___ DATA EXCERPTS

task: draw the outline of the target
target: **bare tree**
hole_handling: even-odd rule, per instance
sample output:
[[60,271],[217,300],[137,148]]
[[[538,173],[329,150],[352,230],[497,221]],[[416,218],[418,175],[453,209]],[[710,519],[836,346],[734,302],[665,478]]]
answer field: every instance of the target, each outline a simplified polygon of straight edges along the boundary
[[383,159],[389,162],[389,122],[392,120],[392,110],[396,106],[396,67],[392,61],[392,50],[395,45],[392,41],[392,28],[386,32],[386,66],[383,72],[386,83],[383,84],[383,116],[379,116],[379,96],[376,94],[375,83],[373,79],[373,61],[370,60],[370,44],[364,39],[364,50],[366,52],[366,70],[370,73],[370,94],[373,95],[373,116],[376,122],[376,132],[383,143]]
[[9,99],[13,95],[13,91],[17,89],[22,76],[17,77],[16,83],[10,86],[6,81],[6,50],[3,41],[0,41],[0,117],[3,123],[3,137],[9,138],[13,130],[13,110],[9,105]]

______

### TASK DESCRIPTION
Reformat the listing above as a numbered list with one entry per line, dropping any blank lines.

### FINISHED ANSWER
1. task: draw the outline of the target
2. target: **bare tree**
3. hole_handling: even-odd rule, per instance
4. sample output:
5. [[60,271],[217,300],[137,148]]
6. [[[538,173],[329,150],[352,230],[497,221]],[[416,218],[418,175],[453,209]],[[710,519],[836,346],[734,302],[665,478]]]
7. answer field: every instance of the target, each outline a simplified polygon of straight edges along the boundary
8. [[383,159],[389,162],[389,122],[392,120],[392,110],[396,106],[396,67],[392,61],[392,50],[395,45],[392,41],[392,28],[386,32],[386,66],[383,72],[386,83],[383,84],[383,116],[379,116],[379,96],[376,94],[375,83],[373,79],[373,61],[370,60],[370,44],[364,39],[364,50],[366,52],[366,70],[370,73],[370,94],[373,95],[373,116],[376,122],[376,132],[383,143]]
9. [[9,99],[13,95],[13,91],[17,89],[22,76],[17,77],[16,83],[10,86],[6,81],[6,50],[3,41],[0,41],[0,117],[3,123],[3,137],[9,138],[13,130],[13,110],[9,105]]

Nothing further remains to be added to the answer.